═════ Input records

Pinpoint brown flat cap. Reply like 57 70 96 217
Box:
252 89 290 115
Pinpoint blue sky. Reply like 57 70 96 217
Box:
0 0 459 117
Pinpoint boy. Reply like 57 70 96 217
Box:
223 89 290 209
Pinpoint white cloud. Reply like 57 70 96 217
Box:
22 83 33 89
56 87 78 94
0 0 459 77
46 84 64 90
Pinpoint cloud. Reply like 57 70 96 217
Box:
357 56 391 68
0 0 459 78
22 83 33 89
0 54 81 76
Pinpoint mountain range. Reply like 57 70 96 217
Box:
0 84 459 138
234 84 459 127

══════════
═════ Input records

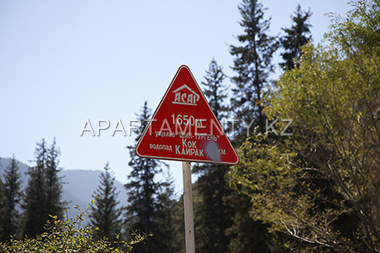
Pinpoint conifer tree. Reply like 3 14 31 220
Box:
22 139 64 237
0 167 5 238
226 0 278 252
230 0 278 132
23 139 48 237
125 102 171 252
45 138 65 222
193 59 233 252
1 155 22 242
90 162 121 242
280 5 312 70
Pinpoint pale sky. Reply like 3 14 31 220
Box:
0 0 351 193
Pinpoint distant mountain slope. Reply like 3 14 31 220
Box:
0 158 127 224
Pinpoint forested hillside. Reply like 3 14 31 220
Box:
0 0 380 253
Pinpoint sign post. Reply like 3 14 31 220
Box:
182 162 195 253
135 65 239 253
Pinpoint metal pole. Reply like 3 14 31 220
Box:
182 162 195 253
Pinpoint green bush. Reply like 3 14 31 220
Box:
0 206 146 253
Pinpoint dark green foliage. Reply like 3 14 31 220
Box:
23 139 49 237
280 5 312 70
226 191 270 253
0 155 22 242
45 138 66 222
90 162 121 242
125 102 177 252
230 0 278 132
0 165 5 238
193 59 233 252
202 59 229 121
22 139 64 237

══════════

#### Written exercise
Copy out the records in the stretch from the line containing "Pinpoint brown flat" through the line containing "46 84 64 90", with the requests kept as they are. Shift every coordinate in the answers up by 51.

#### Solution to the exercise
Pinpoint brown flat cap. Reply like 57 70 96 217
Box:
303 140 341 166
Pinpoint blue sky. Reply like 57 70 96 217
Box:
51 51 510 168
Pinpoint boy. Reply like 57 70 96 217
Box:
274 140 341 260
Pinpoint white cloud. Reply like 57 70 96 217
Box:
73 134 84 140
107 138 129 145
51 51 510 128
97 135 115 141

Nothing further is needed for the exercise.